The input Start Marker
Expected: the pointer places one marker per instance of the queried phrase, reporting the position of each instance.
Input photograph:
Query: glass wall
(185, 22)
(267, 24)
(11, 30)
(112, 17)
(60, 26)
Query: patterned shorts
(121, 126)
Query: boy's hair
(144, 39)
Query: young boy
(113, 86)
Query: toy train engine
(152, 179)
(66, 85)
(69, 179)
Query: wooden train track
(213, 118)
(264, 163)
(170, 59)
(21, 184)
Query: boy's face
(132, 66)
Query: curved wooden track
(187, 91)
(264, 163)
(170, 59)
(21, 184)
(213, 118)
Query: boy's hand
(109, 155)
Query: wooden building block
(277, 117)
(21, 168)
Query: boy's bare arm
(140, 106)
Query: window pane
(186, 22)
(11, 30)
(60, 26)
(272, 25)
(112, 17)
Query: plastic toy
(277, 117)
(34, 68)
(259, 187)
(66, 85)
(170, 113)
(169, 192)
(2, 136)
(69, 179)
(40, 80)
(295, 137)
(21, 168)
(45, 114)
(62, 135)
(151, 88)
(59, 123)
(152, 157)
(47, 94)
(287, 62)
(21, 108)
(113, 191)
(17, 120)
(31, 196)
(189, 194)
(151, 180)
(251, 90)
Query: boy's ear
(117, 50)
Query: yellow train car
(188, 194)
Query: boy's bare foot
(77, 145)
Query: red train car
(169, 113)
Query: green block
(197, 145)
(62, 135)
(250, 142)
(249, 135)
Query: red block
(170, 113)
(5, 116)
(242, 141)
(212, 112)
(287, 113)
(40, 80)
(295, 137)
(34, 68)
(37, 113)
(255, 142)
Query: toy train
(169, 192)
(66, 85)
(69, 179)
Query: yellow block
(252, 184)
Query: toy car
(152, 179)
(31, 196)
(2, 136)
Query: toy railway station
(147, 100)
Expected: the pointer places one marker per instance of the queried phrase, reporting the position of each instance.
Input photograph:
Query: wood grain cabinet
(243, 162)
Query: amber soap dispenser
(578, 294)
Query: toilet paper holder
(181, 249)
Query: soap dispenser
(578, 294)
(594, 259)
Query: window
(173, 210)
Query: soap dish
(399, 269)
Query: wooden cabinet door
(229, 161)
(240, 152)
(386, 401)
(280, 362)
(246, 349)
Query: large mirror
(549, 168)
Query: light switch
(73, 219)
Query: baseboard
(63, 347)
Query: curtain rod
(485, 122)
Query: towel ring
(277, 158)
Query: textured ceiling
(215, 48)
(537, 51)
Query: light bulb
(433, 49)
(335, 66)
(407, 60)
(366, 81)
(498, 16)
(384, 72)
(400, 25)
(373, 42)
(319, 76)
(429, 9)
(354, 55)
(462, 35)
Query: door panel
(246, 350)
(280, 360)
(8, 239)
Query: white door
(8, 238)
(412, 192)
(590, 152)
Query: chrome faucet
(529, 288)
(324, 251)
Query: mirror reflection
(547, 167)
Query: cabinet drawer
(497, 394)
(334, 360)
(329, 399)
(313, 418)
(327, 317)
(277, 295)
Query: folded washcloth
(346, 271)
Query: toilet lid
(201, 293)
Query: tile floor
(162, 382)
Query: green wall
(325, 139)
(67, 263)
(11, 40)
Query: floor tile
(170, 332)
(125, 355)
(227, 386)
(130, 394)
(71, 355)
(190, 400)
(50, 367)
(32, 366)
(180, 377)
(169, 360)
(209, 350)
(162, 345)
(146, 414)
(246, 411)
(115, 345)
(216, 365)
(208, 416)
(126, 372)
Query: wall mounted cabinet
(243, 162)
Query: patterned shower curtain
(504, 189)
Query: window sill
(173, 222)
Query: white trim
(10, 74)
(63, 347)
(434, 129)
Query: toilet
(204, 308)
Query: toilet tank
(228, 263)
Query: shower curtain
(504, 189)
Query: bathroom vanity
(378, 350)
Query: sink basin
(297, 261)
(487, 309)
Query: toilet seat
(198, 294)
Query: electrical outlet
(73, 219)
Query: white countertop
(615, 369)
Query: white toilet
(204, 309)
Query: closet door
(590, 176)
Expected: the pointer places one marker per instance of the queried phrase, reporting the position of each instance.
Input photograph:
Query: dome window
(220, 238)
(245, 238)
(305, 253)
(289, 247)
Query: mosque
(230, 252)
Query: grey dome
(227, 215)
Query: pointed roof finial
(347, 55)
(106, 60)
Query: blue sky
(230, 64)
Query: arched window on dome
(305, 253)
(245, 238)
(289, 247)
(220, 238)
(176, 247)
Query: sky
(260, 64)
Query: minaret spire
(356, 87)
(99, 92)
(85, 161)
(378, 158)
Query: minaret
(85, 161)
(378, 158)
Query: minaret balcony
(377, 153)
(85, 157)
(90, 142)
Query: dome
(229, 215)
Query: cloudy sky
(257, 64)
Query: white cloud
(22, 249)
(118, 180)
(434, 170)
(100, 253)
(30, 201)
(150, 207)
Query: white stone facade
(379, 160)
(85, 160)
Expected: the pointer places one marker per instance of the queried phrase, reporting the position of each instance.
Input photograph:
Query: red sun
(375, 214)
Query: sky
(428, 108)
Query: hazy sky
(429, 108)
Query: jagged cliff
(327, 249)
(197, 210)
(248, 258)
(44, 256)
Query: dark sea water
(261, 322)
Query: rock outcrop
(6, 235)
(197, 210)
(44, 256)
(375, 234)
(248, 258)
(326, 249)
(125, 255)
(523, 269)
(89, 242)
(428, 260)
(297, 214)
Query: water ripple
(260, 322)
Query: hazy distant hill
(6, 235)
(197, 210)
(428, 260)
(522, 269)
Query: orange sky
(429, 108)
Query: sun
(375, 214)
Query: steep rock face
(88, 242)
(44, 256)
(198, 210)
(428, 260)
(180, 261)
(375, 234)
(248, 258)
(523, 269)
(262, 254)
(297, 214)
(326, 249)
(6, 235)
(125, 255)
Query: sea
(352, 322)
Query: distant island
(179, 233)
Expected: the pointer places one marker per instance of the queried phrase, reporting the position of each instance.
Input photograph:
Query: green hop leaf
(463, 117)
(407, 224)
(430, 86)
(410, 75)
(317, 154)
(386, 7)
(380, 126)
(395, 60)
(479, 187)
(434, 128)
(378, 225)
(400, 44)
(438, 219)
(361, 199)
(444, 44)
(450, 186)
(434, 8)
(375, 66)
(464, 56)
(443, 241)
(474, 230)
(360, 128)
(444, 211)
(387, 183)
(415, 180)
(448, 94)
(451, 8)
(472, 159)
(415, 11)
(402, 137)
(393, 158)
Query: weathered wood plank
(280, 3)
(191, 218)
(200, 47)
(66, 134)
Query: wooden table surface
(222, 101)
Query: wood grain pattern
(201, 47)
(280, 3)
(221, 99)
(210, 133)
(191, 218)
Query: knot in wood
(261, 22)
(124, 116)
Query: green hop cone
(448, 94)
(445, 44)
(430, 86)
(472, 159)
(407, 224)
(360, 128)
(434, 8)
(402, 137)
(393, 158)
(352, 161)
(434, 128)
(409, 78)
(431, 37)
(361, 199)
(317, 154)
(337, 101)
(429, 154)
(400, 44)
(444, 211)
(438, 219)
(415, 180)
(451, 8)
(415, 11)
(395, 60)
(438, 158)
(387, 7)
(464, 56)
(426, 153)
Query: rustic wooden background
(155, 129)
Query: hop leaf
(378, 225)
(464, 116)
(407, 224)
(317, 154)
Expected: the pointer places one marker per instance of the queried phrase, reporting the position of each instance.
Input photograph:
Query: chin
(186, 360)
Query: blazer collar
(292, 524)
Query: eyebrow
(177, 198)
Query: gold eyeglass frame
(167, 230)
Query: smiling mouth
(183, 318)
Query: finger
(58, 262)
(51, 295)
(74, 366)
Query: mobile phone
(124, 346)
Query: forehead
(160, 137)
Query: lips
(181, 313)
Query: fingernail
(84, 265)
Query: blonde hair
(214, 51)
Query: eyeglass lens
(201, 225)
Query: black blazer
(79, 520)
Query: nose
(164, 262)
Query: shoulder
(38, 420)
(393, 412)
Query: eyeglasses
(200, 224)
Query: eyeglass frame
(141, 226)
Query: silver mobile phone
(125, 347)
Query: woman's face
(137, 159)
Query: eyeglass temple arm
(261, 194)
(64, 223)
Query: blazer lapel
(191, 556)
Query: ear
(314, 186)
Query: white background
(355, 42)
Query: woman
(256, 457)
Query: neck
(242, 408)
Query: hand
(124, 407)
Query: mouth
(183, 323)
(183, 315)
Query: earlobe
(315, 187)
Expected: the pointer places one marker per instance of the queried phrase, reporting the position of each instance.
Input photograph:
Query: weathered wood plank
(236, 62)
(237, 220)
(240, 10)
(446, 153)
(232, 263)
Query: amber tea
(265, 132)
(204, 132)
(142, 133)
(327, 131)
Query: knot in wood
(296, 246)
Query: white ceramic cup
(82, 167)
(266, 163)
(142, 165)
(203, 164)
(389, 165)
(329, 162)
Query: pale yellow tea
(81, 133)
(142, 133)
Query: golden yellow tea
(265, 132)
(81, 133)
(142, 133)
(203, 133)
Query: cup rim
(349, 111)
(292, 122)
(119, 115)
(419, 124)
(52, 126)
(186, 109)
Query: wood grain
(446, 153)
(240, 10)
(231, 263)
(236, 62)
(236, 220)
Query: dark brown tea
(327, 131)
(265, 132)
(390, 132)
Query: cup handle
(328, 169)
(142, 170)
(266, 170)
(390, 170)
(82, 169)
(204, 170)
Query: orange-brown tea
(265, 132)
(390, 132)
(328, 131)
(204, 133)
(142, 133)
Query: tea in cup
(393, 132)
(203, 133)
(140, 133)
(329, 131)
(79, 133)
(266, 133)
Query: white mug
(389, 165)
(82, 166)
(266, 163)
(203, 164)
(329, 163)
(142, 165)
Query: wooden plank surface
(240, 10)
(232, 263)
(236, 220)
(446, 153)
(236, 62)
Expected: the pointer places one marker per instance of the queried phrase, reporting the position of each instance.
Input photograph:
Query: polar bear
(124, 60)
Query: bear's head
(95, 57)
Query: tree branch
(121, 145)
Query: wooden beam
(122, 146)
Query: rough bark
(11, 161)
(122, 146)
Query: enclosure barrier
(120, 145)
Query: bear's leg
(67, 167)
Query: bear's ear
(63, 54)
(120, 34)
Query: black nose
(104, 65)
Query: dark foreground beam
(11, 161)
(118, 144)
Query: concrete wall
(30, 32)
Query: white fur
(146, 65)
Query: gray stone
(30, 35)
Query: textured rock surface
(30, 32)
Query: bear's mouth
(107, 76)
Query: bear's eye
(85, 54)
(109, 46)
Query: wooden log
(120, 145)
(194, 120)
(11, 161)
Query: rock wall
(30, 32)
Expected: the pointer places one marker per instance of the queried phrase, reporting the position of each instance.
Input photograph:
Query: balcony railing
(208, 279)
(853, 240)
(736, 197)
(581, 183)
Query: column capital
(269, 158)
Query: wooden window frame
The input End Marker
Brief: Output the line containing "Query: dark foreground beam" and every line after it through the final line of the records above, exactly as written and nothing else.

Result:
Query: dark foreground beam
(11, 161)
(118, 144)
Query: concrete wall
(30, 32)
Query: white fur
(146, 65)
Query: gray stone
(30, 35)
Query: textured rock surface
(30, 32)
Query: bear's mouth
(107, 76)
Query: bear's eye
(85, 54)
(109, 46)
Query: wooden log
(120, 145)
(194, 120)
(11, 161)
Query: rock wall
(30, 32)
Expected: the pointer places one marker per instance of the queried phrase, reporting the position of each instance.
Input photograph:
Query: balcony railing
(208, 279)
(853, 240)
(736, 197)
(581, 183)
Query: column capital
(269, 158)
Query: wooden window frame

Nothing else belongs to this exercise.